__Work request__:
Quote, word for word, every line starting at the line that contains "Query: parked car" and ending with the last line of the records; include both of these lines and no others.

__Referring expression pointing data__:
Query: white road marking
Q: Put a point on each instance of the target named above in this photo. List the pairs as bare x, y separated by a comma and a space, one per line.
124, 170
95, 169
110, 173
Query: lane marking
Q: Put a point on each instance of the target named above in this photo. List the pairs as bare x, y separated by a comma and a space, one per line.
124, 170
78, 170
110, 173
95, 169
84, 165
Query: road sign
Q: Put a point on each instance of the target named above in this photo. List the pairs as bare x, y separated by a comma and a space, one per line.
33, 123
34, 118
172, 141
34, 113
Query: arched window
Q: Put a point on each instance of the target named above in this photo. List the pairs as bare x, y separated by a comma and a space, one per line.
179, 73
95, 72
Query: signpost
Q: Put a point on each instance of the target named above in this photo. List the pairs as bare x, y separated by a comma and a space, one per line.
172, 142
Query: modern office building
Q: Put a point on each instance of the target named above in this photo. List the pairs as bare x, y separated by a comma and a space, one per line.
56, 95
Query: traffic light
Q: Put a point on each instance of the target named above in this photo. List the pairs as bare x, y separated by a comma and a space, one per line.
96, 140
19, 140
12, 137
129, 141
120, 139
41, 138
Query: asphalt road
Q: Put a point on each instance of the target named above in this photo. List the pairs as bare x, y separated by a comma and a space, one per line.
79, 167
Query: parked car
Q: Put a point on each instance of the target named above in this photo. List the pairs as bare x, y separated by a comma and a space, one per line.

__Your solution__:
Query: parked car
Q: Put a point on each instance of the target named above in this photo. List the pairs as bare x, y separated by a comma and a space, one per line.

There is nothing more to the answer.